# Exercise brief:
Please pick up the press release on California's Clean Air Act waivers after its last sentence and keep writing it.

# Provided passage:
########################################

WATCH Senators Whitehouse, Padilla, and Schiff warn that the Republican plan to overrule the Parliamentarian and overturn California’s Clean Air Act waivers amounts to going nuclear. 

Washington, D.C.— U.S. Senator Sheldon Whitehouse (D-R.I.), Ranking Member of the U.S. Senate Environment and Public Works Committee, joined Senators Alex Padilla (D-Calif.), Ranking Member of the Senate Committee on Rules and Administration, and Adam Schiff (D-Calif.) to take to the Senate floor to sound the alarm about Senate Republicans’ considering a dangerous plan to overrule the Senate Parliamentarian’s decision regarding California’s clean air waivers that allow the state to implement more protective air quality standards.

The Government Accountability Office (GAO) has determined that California’s Clean Air Act waivers are not rules under the Congressional Review Act (CRA), and the Senate Parliamentarian affirmed that any CRA resolutions on this subject would therefore require 60 votes to secure Senate passage.  The Senators emphasized the harmful environmental, public health, and economic consequences of attempting to revoke California’s waivers, as well as the dangerous precedent this “nuclear option” would set in undermining longstanding Senate procedures that could be applied to legislation far beyond the CRA.

“Then there’s the question of overruling the Parliamentarian.  The ‘nuclear option,’” said Ranking Member Whitehouse.  “The import of overruling the Parliamentarian extends far beyond CRA resolutions.  Once you overrule the Parliamentarian on a legislative matter, all bets are off.  Any future majority would have precedent to overrule the Parliamentarian on legislative matters.  There is no cabining such a decision.  It is tantamount to eliminating the filibuster.”  

The EPW Ranking Member continued, “‘If You Give a Mouse a Cookie,’ it never ends.  Pretend all you want that these waivers are exceptional or that any precedent overruling the Parliamentarian would be limited.  That’s not the way it works.  Soon some members will think their thing is exceptional and push to use the precedent.  And on and on it will go, if you give the mouse the cookie.  You’d be upending 50 years of treating preemption waivers as agency decisions and not rules; 30 years of deferring to the GAO and the Parliamentarian on what constitutes a ‘rule’ for purposes of the CRA; and centuries of Senate procedure.” 

Earlier this week, Whitehouse, Padilla, and U.S. Senate Democratic Leader Chuck Schumer (D-N.Y.) led Democratic Ranking Members in strongly warning Majority Leader John Thune (R-S.D.) and Majority Whip John Barrasso (R-Wyo.) of the dangerous and irreparable consequences if Senate Republicans overrule the Senate Parliamentarian’s decision on California’s waivers.

Ranking Member Whitehouse’s full remarks, as prepared for delivery:

I thank my colleagues from California for coming to the floor today to talk about this important matter. 

I rise to join them, because the underlying matter is about the Clean Air Act, which falls in the jurisdiction of the Environment and Public Works Committee. 

A different law, the Congressional Review Act, creates a fast-track procedure in the Senate to disapprove agency rules.  For the most part, the CRA is focused on rules during a short period immediately after they are made final, and before they go into effect.  As soon as an agency finalizes a rule, it submits the rule to the Government Accountability Office and both houses of Congress.  That starts a 60-day review clock.  The CRA also provides a “look-back period” where a Congress can reach back into the final 60 days of a previous Congress and review rules from a prior administration.

########################################

# Provided records:

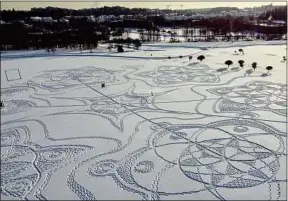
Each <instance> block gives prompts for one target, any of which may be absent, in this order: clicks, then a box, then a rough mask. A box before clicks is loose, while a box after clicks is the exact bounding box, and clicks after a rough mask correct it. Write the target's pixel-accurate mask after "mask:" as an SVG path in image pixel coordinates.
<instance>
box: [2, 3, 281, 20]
mask: <svg viewBox="0 0 288 201" xmlns="http://www.w3.org/2000/svg"><path fill="white" fill-rule="evenodd" d="M175 8H176V7H175ZM175 8H174V9H148V8H125V7H120V6H112V7H108V6H104V7H101V8H87V9H79V10H74V9H65V8H56V7H46V8H32V9H31V10H28V11H21V10H19V11H18V10H17V11H15V10H14V9H12V10H1V20H3V21H5V22H11V21H14V20H23V19H26V18H30V17H32V16H38V17H52V18H53V19H56V20H57V19H61V18H63V17H64V16H91V15H93V16H95V17H98V16H101V15H115V16H119V15H144V16H147V15H153V14H161V15H162V14H169V13H175V12H177V13H178V15H191V14H195V13H202V14H211V13H221V12H223V11H226V12H229V11H241V9H239V8H236V7H216V8H205V9H185V8H184V9H181V10H180V9H175ZM272 8H273V7H272ZM255 9H256V10H258V9H259V10H261V11H262V10H263V11H265V10H267V9H269V8H268V7H267V8H262V7H256V8H255ZM285 9H286V6H282V7H276V10H277V11H279V12H281V14H279V12H278V14H277V11H275V12H274V11H273V13H275V15H277V16H278V15H281V16H282V14H283V12H284V10H285ZM281 19H282V17H281ZM283 20H284V18H283Z"/></svg>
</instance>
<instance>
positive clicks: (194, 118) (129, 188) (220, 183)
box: [1, 41, 287, 200]
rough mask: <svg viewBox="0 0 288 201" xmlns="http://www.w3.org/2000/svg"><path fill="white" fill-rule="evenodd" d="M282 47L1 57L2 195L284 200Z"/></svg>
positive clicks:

########################################

# Answer below:
Generally, there’s no question what constitutes a “rule” under the CRA.  However, sometimes agencies don’t submit actions to Congress that have typically been deemed rules and sometimes, here, they submit as rules, actions that have never previously been considered rules.  GAO polices whether the submitted action was, in fact, a rule. 

GAO has weighed in about 60 times in the history of the CRA.  When GAO determined the action was a rule, the action was deemed submitted and the review clock started.  When GAO determined the action was not a rule, Congress stood down.  No one moved a CRA resolution of disapproval following a negative finding by the GAO.  Never.  Which brings us to this oddity.

In 2023, Members asked GAO whether an EPA Clean Air Act waiver decision for California was a federal “rule” for purposes of the CRA.  GAO said no.  Like every other time, that settled it

GAO’s “no” comported with the text of the CRA and the waiver provision in the Clean Air Act, and 50 years of agency precedent treating waivers as “decisions” (a type of adjudication which the Administrative Procedure Act distinguishes from rules).  EPA itself across multiple administrations never called waivers rules under the CRA, even under the first Trump administration.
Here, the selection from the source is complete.